== What you will do ==
Answer these questions using the chilaquiles recipe:
1. What is the total time given for the recipe?
2. How many eggs are listed among the toppings?
3. What oven temperature does the first instruction step call for?

## Begin Page

Go Back
+ servings
Easy Chilaquiles

Easy Chilaquiles: Quick, Flavorful Comfort for Busy Mornings

Easy Chilaquiles is a quick and flavorful breakfast dish perfect for busy mornings.
Prep Time 15 minutes
Cook Time 20 minutes
Total Time 35 minutes
Servings: 4 servings
Course: Breakfast
Cuisine: Mexican
Calories: 350

Ingredients
  

For the Chips
  • 8 pieces Small Corn Tortillas Cut into triangles for a perfect crunch
For the Salsa Mixture
  • 1 cup Low-Sodium Chicken Broth Enhances flavor
  • 3/4 cup Salsa Verde Opt for your favorite jarred kind
  • 1/4 cup Water Adjusts consistency to your liking
For Toppings
  • 1 cup Shredded Mexican Cheese Melts beautifully
  • 4 slices Bacon Adds savory richness
  • 4 large Eggs Fry until whites set, yolks runny
  • 1/4 cup Chopped Cilantro Fresh herb garnish
  • 1 medium Avocado Optional

Equipment

  • Oven
  • Baking sheet
  • Skillet
  • Medium saucepan

Method
 

Step-by-Step Instructions for Easy Chilaquiles
  1. Preheat the oven to 350°F (175°C). Cut the tortillas into triangles and arrange them in a single layer on a baking sheet. Bake for 10-12 minutes until golden brown and crispy.

## End Page
## Begin Supplied material

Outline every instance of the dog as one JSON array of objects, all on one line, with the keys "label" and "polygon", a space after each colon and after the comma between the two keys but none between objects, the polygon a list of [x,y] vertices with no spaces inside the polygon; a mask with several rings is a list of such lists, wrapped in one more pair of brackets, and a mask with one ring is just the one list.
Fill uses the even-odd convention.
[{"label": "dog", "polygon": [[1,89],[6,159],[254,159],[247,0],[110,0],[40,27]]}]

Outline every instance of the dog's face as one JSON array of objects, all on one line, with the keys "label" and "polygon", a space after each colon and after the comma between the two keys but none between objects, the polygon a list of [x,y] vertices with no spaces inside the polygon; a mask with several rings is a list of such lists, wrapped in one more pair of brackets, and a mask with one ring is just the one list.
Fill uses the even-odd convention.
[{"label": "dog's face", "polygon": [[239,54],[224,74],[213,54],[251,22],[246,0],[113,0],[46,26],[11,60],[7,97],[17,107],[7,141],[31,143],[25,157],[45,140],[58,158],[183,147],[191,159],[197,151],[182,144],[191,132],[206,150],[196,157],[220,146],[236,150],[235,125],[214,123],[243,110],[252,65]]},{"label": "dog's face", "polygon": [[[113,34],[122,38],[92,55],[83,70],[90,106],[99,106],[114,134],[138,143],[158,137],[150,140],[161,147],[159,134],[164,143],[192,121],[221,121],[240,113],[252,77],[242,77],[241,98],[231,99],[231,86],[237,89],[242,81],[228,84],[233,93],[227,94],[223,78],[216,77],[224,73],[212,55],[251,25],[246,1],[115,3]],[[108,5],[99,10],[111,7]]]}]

## End Supplied material

== Full solution ==
1. 35 minutes
2. 4 large eggs
3. 350°F (175°C)